**Exercise directions:**
Copy all the entries below exactly, but not the pictures.
------------------------------------
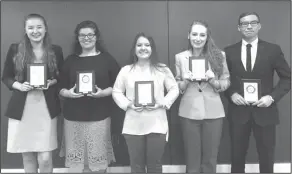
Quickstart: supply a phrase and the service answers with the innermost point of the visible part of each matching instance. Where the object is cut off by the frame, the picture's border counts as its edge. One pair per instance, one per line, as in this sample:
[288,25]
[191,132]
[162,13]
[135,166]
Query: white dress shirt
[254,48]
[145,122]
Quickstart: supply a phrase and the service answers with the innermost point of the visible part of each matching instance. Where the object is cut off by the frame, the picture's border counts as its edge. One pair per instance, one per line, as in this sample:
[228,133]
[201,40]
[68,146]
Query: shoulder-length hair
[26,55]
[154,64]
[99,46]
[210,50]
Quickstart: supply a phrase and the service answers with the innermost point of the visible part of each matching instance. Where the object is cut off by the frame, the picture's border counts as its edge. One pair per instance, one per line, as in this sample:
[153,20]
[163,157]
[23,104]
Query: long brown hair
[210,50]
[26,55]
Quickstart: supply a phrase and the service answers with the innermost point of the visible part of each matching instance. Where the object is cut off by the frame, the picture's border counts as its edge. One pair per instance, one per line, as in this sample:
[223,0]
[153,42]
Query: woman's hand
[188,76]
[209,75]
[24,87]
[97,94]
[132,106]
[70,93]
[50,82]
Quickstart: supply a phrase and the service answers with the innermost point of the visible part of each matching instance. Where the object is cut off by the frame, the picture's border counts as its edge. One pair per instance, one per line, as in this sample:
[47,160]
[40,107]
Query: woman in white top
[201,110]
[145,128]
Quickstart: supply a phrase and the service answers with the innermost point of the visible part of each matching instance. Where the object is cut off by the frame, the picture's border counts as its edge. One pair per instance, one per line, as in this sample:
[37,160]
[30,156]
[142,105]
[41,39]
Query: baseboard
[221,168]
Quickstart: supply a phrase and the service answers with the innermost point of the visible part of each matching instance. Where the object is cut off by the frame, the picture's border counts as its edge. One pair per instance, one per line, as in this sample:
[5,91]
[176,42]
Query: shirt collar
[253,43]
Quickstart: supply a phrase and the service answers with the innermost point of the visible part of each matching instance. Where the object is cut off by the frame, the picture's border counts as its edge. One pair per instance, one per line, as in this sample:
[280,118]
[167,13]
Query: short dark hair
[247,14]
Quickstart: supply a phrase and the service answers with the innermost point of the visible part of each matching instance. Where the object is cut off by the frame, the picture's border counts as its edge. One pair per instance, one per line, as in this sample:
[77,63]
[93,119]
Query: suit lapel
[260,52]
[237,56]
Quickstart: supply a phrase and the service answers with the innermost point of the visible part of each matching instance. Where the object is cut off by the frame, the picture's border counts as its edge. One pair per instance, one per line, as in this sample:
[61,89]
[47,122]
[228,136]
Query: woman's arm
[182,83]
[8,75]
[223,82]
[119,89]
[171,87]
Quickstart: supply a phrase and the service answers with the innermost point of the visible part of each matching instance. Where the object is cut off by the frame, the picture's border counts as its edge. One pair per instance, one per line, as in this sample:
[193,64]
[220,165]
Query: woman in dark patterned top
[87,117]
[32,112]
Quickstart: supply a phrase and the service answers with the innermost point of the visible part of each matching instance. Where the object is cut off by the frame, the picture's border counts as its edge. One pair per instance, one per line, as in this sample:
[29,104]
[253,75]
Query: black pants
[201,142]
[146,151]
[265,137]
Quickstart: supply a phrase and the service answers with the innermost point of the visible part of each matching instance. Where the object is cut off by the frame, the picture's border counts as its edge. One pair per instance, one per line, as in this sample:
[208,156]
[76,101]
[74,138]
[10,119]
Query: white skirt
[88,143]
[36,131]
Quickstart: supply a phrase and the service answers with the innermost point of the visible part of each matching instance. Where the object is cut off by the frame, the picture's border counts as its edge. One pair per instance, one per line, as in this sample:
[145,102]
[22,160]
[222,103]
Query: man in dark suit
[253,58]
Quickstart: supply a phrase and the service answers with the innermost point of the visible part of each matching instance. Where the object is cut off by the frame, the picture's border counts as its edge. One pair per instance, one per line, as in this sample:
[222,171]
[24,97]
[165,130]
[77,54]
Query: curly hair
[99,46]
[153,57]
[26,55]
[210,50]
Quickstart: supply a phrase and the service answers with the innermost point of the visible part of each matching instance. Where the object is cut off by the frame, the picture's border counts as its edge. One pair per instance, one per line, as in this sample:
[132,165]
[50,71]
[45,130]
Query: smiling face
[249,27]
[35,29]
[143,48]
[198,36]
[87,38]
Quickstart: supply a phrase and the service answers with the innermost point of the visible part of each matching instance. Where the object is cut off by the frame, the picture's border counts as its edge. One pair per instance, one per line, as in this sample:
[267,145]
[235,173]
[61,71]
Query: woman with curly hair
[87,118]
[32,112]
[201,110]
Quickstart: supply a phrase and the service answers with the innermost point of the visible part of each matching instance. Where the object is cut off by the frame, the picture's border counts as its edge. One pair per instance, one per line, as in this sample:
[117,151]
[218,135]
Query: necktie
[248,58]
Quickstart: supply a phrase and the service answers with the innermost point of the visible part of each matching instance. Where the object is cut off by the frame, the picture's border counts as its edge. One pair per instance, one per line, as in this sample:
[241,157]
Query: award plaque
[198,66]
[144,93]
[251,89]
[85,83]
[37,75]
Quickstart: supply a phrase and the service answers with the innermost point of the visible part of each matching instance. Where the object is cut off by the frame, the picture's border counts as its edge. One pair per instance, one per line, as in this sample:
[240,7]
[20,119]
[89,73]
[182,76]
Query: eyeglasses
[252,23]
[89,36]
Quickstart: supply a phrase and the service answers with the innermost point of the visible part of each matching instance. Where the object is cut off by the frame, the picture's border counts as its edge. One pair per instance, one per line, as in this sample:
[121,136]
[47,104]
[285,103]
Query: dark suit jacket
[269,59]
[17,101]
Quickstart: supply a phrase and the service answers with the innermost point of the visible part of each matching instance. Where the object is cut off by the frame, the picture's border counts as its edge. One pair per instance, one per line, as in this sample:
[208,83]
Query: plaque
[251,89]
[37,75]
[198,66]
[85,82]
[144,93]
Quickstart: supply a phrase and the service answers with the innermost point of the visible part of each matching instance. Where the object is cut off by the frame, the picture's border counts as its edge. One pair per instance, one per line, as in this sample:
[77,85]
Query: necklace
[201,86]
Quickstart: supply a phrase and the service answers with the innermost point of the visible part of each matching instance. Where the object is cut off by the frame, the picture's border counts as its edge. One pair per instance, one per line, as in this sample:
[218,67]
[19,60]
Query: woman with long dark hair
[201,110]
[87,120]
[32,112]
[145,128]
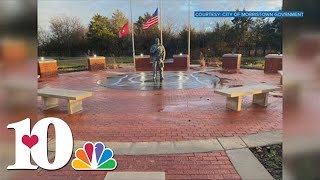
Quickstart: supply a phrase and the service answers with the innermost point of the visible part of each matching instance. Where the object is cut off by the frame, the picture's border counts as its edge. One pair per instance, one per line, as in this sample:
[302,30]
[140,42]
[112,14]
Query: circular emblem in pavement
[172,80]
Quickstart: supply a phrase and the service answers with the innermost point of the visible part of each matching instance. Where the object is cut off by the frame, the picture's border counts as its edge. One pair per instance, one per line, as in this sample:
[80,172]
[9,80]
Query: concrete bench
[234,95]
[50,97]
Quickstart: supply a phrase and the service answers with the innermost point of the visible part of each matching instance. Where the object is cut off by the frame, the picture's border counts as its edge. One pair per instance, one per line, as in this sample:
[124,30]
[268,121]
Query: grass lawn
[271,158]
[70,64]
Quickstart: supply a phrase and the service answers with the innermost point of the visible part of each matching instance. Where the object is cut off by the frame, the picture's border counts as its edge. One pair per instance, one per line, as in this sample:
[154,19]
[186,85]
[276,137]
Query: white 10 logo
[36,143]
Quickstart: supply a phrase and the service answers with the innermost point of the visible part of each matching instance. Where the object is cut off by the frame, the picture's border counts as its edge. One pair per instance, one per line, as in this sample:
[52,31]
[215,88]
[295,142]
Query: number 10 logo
------------------------------------
**Answer for the task:**
Quickstart: supply a phrase and the service answers with the innermost point of the visible part of each matching instance. Where the object is cut off by the frame, the picture's border counts as its edge. One pair per instance, one per line, as in this sample:
[288,25]
[191,132]
[162,13]
[135,166]
Query: white dress shirt
[254,48]
[145,122]
Quickstart: supply a phrase and the service answers with the innermost point of the visible part of each matching instance. Where the object is cut off by the frame, the picture's border counts as its edge. One pair per instance, one per line, as in this sample:
[228,133]
[201,40]
[68,146]
Query: shoulder-length hair
[26,55]
[154,64]
[99,46]
[210,50]
Quickstart: supply a phrase and the service answers with the innermost point of the visible part of each matching instance. Where the object is cut off by the frame, the picture's border counts as its edge. One pair per instance, one per line, as in this sample:
[153,20]
[163,157]
[23,104]
Query: long brown hair
[210,50]
[26,55]
Quickstart: supply a phrase and the service answers with the innermost point of the visible part of each matching instance. Where the object is cut off by the frame, the picture's border counts as its edge. One pair per instance, one per line, as in this sample:
[223,0]
[153,42]
Query: woman's hand
[188,76]
[209,75]
[24,87]
[97,94]
[132,106]
[70,93]
[50,82]
Quickstart: supply a phrase and the service answers with the innermost point of the visible part of each matching instance. Where the object is cut off by the frame, the picture's border counts as its edge. One pair per instance, one per line, as in this sample:
[47,160]
[40,107]
Query: woman in white top
[201,110]
[145,128]
Quickstart: supply a phrase and the service answers with the innermost point of the visible part of each matching instance. Where the object is cut off by the frame, the picture's border counts as its edge. One pair per instance, one per line, as in this sample:
[37,160]
[30,156]
[142,105]
[41,39]
Query: baseboard
[221,168]
Quickstart: supply a phrase and the service answers with the innermost point of the visible part of each matching instance. Where the object is cut off by the frame, the picture's border counts as its edge. One pair per instance, one per line, as in this sample:
[5,91]
[176,42]
Query: shirt collar
[253,43]
Quickstart: supply a phrase and the service answers with the innermost point of the visible part of each matching instance. Where the object is cut off by the frame, the picture's border counts as its edge. One pair per instance, one per line, as in this sample:
[280,118]
[167,13]
Query: short dark hair
[247,14]
Quickstart: supply a phrase and the service answers with the innermost point of the visible part of each matching instance. Where the object is cut off by the frame, the picture's border counts as its edge. One pair per instance, one per line, as in this sample:
[77,63]
[93,119]
Query: suit lapel
[260,52]
[237,56]
Quickstart: supply a phrase and the service answers with the innermost point of the visible part of each matching instance. Where the object is cut off by the frame, the picture's border counts as its edge. One pair per instance, one per line, as in this sample:
[61,89]
[47,122]
[228,136]
Query: woman's arm
[182,83]
[8,75]
[223,82]
[119,89]
[171,87]
Quickstart: supply a phrase and the service answers with the innermost point of the visible part of each matching instance. Where the object is cut off by the frame, the picture's border counts as its edge. One pair per instance, one per line, as in this sample:
[193,64]
[220,165]
Query: woman in dark patterned top
[87,117]
[32,112]
Quickstart: supply a phrase and the service answers with the innermost point of the visible part of each matching instance. Where the object is cut off by the frame, the picture's border counts as its edge. One pair per instance, one per line, as in this sample:
[29,104]
[253,75]
Query: black pants
[201,142]
[146,151]
[265,137]
Quickstart: supply a phrase and the service answers with the innermost point of the visible part of each matching instance. Where the object is cut off by the frame, the picture's border counts as its edge. One pair per instance, one per line, as in this sample:
[208,156]
[76,101]
[74,138]
[10,119]
Query: white skirt
[88,143]
[36,131]
Quickstart: supply a phrase and the service answers with the innermost point of the visible part of each matching instance. Where the object is cut off by the frame, the picture's border counts as its edge. One pair per instance, one per line, as in this sample:
[145,102]
[22,160]
[222,103]
Query: man in dark suit
[253,58]
Quickstart: supply a phrase and the service answers with the innermost point of the visible part of each matching instance. Where the object is cut off by the frame, the picture's border counts as its edge. One pair per instance, one per line, as in this sample:
[222,171]
[24,97]
[165,130]
[77,54]
Query: curly hair
[99,46]
[153,57]
[26,55]
[210,50]
Quickstart: supply a phrase and the service answers with the innermost point of the visible part of each matching instance. Where the object is cut off by the frame, the picture's border counts as its edge. One pair per instance, one per line, as in this sample:
[132,165]
[50,71]
[45,130]
Query: smiling face
[249,27]
[35,29]
[143,48]
[198,36]
[87,38]
Quickstart: supply a phrase and the service answers with the innermost point of the visible part of each matching instance. Where the object is cut off by the frame, the picture's border counts as its edge. One pair per instance, one per line, as in this sample:
[267,145]
[235,173]
[61,71]
Query: woman with curly hair
[87,118]
[32,112]
[201,110]
Quickstart: supply a phrase and the service answers with the innermost point of the visible part of each matching instance. Where the object is cut off by the frame, the picture's border counts as its edge. One pair per instance, one per line, as in this sample:
[117,151]
[218,135]
Query: necktie
[248,58]
Quickstart: supply a phrase and the service answers with the innermost point of the visible part of each matching instance. Where the object is cut off by the frame, the picture's border counts as its edge. One pair per instance, one per line, as in this sample:
[241,157]
Query: award plaque
[198,66]
[144,93]
[251,89]
[85,83]
[37,75]
Quickstart: supply a phrase and the service answers with the innermost point of the visible part of each matching instance. Where the object is cut off by the frame, the picture's border counts as its edge. One pair per instance, one per line, as in this sample:
[240,7]
[20,119]
[89,73]
[182,76]
Query: eyeglasses
[252,23]
[89,36]
Quickstart: supply a phrase and the service answers with the innermost point of the visible part of each matching instance. Where the object is cut off by the frame, the picture's border counts as its edge. One pair per instance, one per line, as in this sample:
[121,136]
[47,104]
[285,103]
Query: dark suit jacket
[269,59]
[17,101]
Quickstart: supply a phrase and the service answers with the innermost point of the visible part of each matching instance. Where the object is cut off by the frame, the picture's border counts as its edge. One pair per instance, one per line, as in this sample:
[208,83]
Query: plaque
[251,89]
[37,75]
[198,66]
[85,82]
[144,93]
Quickstart: supply a phrase and the service answers with the innermost point of the visible part of each matching instance. Where the object is cut off by the frame, the picture's border counts as its edge. One pair per instance, one per line, as in this sample:
[77,85]
Query: necklace
[201,86]
Quickstart: supply a phrase and the service answers with the innermost point of the visible part of each matching instance. Where the object is cut off by the frame, the picture's border counts as its edge. One pair per instance, one per line, as in this sample:
[218,67]
[19,60]
Query: woman with long dark hair
[201,110]
[87,120]
[32,112]
[145,128]
Quickstart: supply a phrase and the service answers with the innermost point of the visible part of each matching instance. Where the object is cut off by the frame, the picture's border counts as its edge. One pair per instance, one per line, as in this sample:
[302,30]
[140,42]
[112,14]
Query: circular emblem in pavement
[172,80]
Quickstart: supply a phrase and the service answers with the innermost point of the visible part of each matching instance. Where the object is cut off by the frame, the picture's border counts as its edge. One pair per instance, one per line, as in this sample:
[80,172]
[9,80]
Query: concrete bench
[234,95]
[50,97]
Quickstart: supply a phrase and the service answers with the innermost point of the visible part of each matching instance. Where the object is cut off by the frame, the picture's border counts as its edge. One pair per instance, one per line, as in this sample:
[124,30]
[268,121]
Query: grass lawn
[271,158]
[70,64]
Quickstart: supply a phrase and the service answers with the innermost point of the visible part of each matching instance. Where the object is cut off by the frame, the picture's border counts as its edge. One pair per instance, one per line, as in this sample:
[154,19]
[186,85]
[276,137]
Query: white 10 logo
[36,143]
Quickstart: supply a phrase and the service answers with the innermost point of the visible part of each matching instance. Where the object is cut off by the frame, the picture's border counts as its edge. One pair per instance, one per line, as in this sample:
[52,31]
[215,88]
[295,142]
Query: number 10 logo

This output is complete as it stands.